Problem – Using the market commentary below, explain why interest rates kept climbing this morning after their Wednesday jump. Answer in one to three sentences.

Text excerpt –
The Fuse
Markets are scraping at any upside they can get after the Fed and Chair Powell delivered a crushing blow to the bullish uptrend. The long-term trend is still in tact but the short term was hit really hard. We see futures up a modest amount compared to what was lost on Wednesday. The VIX is getting belted.
Interest Rates, which soared on Wednesday continued to move higher this morning, understanding the warning from Chair Powell that if inflation does not come down even more then the committee will hold up on rate cutting policy. To be clear, the fed funds futures market is now in alignment with the committee’s projections of two cuts in 2025, but it may not be that easy to get to.
Stocks in Europe fell hard as they followed the lead of the US markets. The STOXX fell 1.3% on heavy volume selling. The dollar was flat after a strong move up on Wednesday. Crude oil is mostly flat, gold down nearly 1%. German 10 yr bund yields rose 4bps while US 10 yr yields flattened out. In Asia a milder selloff with Japan down .7%, the Hang Seng off .6% and Shanghai down .4%.
Earnings last night from Micron were higher but the forecast was huge miss on the top/bottom line, the stock is getting crushed. This morning Accenture came in with a nice beat. Later tonight it is FedEx and Nike, tomorrow am Carnival Cruise Line.
The Fed continued with an easing policy but it was the statement and hesitancy to continue on in 2025 that really upset the markets. But, if you have been reading this daily column you know the market was in trouble. Just having read about the internals and the poor breadth there was plenty to explain how/why today’s market performed. Going up is like taking the stairs, going down is like taking the window.

Data provided –
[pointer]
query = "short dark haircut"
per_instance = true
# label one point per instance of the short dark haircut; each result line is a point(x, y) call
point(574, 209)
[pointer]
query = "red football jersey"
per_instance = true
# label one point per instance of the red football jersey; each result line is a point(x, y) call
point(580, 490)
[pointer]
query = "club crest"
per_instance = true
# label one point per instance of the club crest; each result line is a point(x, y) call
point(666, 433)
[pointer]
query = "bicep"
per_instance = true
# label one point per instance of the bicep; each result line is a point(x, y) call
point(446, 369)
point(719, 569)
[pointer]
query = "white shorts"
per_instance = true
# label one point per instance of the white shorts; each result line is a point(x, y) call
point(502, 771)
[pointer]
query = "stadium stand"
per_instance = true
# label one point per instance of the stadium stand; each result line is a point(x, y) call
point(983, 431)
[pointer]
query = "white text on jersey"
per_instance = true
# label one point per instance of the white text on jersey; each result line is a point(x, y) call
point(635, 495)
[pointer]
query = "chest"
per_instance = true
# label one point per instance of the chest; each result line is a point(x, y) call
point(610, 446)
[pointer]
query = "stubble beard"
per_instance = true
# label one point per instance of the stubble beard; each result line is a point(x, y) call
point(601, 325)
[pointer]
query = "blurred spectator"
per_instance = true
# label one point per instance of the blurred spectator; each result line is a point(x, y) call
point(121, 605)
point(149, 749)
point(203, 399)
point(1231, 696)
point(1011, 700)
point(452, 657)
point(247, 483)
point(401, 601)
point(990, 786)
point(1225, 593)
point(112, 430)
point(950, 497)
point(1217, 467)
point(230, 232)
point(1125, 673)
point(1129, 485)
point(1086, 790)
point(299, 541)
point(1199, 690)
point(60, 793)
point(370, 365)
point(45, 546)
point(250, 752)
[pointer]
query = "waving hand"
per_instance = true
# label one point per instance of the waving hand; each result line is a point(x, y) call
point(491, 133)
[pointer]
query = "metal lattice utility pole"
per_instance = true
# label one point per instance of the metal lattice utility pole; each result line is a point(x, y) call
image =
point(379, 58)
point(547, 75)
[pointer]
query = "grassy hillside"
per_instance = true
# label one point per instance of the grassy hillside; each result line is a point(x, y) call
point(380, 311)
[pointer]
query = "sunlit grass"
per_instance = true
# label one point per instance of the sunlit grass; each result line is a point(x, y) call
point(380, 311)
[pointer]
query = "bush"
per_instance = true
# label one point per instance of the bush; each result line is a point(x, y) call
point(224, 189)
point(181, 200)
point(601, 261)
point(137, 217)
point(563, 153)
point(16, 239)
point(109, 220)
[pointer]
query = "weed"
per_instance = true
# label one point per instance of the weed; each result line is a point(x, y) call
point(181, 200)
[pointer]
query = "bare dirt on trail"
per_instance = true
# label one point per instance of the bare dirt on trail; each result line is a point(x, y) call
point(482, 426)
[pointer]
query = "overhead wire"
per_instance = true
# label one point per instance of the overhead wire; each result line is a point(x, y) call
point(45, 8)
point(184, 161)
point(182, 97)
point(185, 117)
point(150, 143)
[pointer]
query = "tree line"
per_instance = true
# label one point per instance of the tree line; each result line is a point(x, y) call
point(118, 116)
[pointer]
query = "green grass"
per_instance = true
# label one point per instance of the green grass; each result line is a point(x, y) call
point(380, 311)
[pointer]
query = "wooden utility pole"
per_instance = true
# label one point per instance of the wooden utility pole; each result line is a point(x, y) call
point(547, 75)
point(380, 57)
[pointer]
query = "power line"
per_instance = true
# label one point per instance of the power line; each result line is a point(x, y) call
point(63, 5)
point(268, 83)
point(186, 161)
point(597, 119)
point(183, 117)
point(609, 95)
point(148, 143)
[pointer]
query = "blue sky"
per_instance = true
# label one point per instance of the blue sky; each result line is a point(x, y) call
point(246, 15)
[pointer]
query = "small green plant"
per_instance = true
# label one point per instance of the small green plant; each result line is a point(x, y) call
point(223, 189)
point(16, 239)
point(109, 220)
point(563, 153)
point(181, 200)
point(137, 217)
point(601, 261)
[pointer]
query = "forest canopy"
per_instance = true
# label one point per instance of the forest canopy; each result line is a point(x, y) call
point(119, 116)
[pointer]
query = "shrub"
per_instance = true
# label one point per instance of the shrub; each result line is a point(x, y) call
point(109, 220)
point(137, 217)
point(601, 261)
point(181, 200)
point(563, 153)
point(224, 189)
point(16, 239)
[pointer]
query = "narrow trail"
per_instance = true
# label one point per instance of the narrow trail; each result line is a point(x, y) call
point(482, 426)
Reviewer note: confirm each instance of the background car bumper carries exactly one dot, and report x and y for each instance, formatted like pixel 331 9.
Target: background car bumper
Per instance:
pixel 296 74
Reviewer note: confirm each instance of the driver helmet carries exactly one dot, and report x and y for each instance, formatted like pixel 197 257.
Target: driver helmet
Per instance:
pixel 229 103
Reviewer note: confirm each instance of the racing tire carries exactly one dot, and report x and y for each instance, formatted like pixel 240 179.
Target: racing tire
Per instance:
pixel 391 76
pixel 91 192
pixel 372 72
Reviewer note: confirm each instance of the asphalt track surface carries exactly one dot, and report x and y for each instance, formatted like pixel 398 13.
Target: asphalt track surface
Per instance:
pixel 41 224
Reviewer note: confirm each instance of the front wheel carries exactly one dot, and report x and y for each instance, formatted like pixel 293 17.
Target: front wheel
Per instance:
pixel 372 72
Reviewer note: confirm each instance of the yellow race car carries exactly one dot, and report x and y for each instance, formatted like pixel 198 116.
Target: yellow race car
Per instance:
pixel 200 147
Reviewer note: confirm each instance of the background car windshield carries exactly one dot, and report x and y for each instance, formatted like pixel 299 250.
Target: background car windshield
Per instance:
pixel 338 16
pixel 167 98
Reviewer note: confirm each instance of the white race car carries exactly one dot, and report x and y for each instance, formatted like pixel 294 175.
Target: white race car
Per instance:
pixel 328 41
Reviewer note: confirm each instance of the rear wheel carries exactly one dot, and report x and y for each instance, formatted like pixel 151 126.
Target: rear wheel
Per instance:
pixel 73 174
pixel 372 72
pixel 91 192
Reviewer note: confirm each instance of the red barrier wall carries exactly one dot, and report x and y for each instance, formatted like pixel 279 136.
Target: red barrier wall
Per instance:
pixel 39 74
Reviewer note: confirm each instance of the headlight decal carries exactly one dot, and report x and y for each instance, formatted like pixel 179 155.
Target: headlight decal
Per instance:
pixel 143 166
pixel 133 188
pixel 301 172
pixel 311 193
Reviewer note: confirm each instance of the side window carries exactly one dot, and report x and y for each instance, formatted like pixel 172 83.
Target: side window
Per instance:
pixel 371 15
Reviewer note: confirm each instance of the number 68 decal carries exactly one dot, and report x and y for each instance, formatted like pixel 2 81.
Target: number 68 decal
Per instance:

Answer to the problem – Rates kept rising because markets took in Chair Powell's warning that the committee will hold off on further rate cuts if inflation does not come down more. The fed funds futures market now matches the committee's projection of two cuts in 2025, though the commentary notes those cuts may not be easy to reach.